**EXERCISE**.
In the answer, give the entries below exactly, from the first line through the line with "Practice step: put a point on each instance of the gold", with every picture omitted.

**INPUT DATA**.
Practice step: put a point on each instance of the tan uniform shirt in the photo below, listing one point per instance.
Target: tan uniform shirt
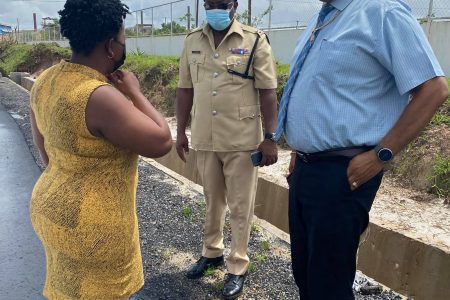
(226, 113)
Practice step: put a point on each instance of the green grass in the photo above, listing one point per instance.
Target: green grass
(439, 119)
(187, 211)
(251, 267)
(27, 58)
(260, 258)
(440, 179)
(256, 228)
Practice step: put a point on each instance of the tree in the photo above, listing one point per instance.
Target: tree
(165, 29)
(188, 17)
(257, 20)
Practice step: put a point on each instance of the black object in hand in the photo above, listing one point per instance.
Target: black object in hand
(256, 158)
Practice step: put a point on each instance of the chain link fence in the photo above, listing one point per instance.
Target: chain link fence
(180, 16)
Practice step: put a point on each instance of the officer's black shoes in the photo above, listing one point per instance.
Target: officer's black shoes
(198, 269)
(234, 286)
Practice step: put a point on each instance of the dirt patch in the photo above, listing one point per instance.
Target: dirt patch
(415, 166)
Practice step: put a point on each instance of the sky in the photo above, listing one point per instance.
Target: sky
(285, 12)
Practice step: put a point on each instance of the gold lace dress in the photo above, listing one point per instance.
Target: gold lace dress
(83, 207)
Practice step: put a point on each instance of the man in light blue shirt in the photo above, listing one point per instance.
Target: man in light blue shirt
(364, 82)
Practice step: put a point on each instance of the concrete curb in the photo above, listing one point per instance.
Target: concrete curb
(404, 264)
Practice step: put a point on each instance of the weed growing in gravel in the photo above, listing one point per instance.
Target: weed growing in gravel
(210, 272)
(168, 253)
(187, 211)
(441, 177)
(265, 245)
(256, 228)
(219, 286)
(439, 119)
(251, 267)
(261, 258)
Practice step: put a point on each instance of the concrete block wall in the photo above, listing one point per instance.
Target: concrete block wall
(404, 264)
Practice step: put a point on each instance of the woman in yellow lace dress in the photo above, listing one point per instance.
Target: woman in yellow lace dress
(90, 133)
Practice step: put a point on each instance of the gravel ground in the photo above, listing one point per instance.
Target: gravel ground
(170, 216)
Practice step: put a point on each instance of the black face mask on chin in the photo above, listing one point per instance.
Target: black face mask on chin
(120, 62)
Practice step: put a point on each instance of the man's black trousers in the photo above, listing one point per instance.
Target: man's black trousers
(326, 220)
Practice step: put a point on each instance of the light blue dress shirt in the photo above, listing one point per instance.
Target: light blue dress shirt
(357, 78)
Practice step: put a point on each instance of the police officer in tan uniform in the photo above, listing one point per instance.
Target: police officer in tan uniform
(227, 84)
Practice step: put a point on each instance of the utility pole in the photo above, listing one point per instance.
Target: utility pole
(430, 17)
(189, 18)
(196, 14)
(270, 15)
(249, 21)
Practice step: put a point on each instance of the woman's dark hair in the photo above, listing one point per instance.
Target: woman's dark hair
(88, 22)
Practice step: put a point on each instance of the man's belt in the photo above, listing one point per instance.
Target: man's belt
(333, 154)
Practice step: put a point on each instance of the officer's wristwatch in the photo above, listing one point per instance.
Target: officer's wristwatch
(384, 154)
(270, 136)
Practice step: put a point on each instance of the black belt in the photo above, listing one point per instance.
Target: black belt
(333, 154)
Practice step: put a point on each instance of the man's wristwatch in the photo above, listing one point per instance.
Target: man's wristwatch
(384, 154)
(270, 136)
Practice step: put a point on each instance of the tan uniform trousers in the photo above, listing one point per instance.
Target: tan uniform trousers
(228, 178)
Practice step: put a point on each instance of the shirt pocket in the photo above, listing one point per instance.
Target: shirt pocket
(249, 112)
(196, 64)
(237, 64)
(336, 59)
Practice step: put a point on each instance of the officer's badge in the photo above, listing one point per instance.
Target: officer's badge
(239, 51)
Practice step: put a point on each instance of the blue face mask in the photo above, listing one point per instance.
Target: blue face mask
(218, 19)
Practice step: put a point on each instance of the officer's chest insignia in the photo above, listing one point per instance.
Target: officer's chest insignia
(239, 51)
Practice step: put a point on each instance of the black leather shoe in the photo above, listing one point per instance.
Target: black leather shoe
(198, 269)
(234, 286)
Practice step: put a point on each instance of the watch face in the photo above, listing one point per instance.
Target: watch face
(385, 154)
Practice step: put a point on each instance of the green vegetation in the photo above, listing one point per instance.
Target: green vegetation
(260, 258)
(441, 177)
(159, 76)
(187, 211)
(256, 228)
(30, 58)
(251, 267)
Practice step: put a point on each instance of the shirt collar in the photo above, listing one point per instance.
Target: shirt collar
(340, 4)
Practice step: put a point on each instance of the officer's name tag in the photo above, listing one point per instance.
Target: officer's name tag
(239, 51)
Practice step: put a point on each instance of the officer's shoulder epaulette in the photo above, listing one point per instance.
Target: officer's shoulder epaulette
(249, 28)
(198, 29)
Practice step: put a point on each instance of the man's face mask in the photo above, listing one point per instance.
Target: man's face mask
(121, 61)
(219, 18)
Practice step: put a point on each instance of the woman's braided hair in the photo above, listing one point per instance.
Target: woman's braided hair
(85, 23)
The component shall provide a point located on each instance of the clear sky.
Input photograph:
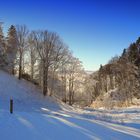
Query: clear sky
(95, 30)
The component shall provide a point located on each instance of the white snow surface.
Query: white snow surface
(39, 118)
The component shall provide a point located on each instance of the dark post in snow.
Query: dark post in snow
(11, 106)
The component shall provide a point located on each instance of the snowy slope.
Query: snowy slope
(39, 118)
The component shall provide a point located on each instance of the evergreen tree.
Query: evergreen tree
(12, 46)
(2, 48)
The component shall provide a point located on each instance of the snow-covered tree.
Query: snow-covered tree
(12, 47)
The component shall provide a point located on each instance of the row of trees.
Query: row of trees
(120, 78)
(41, 57)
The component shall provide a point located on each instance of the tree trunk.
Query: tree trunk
(20, 67)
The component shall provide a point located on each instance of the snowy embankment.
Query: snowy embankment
(39, 118)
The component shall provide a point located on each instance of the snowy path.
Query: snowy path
(39, 118)
(61, 126)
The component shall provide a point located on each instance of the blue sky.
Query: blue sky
(95, 30)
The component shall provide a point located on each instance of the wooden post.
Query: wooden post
(11, 106)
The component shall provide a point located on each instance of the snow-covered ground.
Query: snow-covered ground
(39, 118)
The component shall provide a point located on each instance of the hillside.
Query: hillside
(39, 118)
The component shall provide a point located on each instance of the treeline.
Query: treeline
(42, 58)
(117, 82)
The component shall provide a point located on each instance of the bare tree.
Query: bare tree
(46, 44)
(22, 33)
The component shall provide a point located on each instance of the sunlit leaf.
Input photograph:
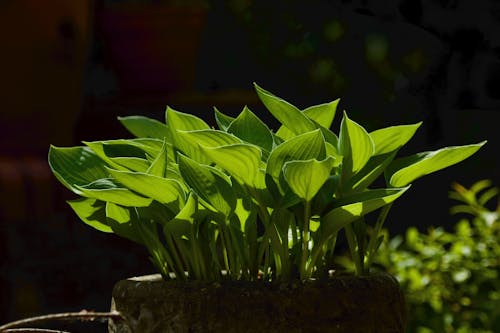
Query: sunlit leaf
(76, 166)
(161, 189)
(248, 127)
(91, 212)
(222, 120)
(208, 184)
(392, 138)
(355, 145)
(302, 147)
(355, 206)
(305, 178)
(239, 160)
(286, 113)
(403, 171)
(108, 190)
(144, 127)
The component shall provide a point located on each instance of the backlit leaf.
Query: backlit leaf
(76, 166)
(403, 171)
(289, 115)
(240, 160)
(392, 138)
(144, 127)
(306, 178)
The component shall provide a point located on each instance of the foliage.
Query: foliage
(242, 199)
(451, 279)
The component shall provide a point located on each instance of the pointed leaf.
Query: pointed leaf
(178, 121)
(144, 127)
(159, 165)
(286, 113)
(392, 138)
(248, 127)
(118, 213)
(403, 171)
(241, 160)
(302, 147)
(208, 185)
(370, 172)
(306, 178)
(76, 166)
(133, 163)
(91, 212)
(107, 190)
(355, 145)
(163, 190)
(322, 114)
(355, 206)
(209, 138)
(222, 120)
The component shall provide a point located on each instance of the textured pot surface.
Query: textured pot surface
(341, 304)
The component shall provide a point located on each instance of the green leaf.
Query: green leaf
(76, 166)
(107, 190)
(222, 120)
(351, 208)
(388, 139)
(161, 189)
(208, 138)
(370, 172)
(208, 184)
(248, 127)
(302, 147)
(133, 163)
(178, 121)
(159, 165)
(118, 213)
(144, 127)
(286, 113)
(403, 171)
(355, 145)
(322, 114)
(110, 149)
(241, 160)
(91, 212)
(306, 178)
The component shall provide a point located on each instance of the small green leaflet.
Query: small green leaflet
(403, 171)
(306, 178)
(240, 160)
(286, 113)
(388, 139)
(144, 127)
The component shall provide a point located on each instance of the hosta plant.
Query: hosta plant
(244, 201)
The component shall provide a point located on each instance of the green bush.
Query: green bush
(451, 279)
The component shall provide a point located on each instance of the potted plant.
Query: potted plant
(241, 222)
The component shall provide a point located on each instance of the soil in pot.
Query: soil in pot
(341, 304)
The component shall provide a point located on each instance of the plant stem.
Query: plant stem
(358, 264)
(372, 244)
(305, 241)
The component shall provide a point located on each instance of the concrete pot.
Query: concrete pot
(341, 304)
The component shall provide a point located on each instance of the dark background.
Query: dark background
(69, 68)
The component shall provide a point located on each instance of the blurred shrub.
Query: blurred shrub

**TASK OUTPUT**.
Practice step: put a point on each instance of the tan uniform shirt in the photo below, listing one point per instance.
Target: tan uniform shirt
(226, 113)
Practice step: put a point on each instance of the green grass in the photo above, listing one point per instance.
Target: green grass
(439, 119)
(187, 211)
(251, 267)
(27, 58)
(260, 258)
(440, 179)
(256, 228)
Practice step: put a point on each instance of the tree in the photo above, listing one point per instance.
Target: tree
(165, 29)
(188, 17)
(257, 20)
Practice step: put a point on each instance of the black object in hand in the photo above, listing one point per instance.
Target: black object in hand
(256, 158)
Practice step: put a point on each instance of the chain link fence in the photo above, listing one point per instance.
Target: chain link fence
(180, 16)
Practice step: put a point on each instance of the officer's black shoes in the photo above, listing one point per instance.
Target: officer's black shoes
(198, 269)
(234, 286)
Practice step: put a point on each instance of the dirt patch in the photo above, listing one point per instance.
Target: dirt patch
(415, 166)
Practice step: put a point on each instance of the sky in the photo above, listing one point per instance.
Target: sky
(285, 12)
Practice step: put a point on each instance of the gold lace dress in the photo above, listing one point per instance.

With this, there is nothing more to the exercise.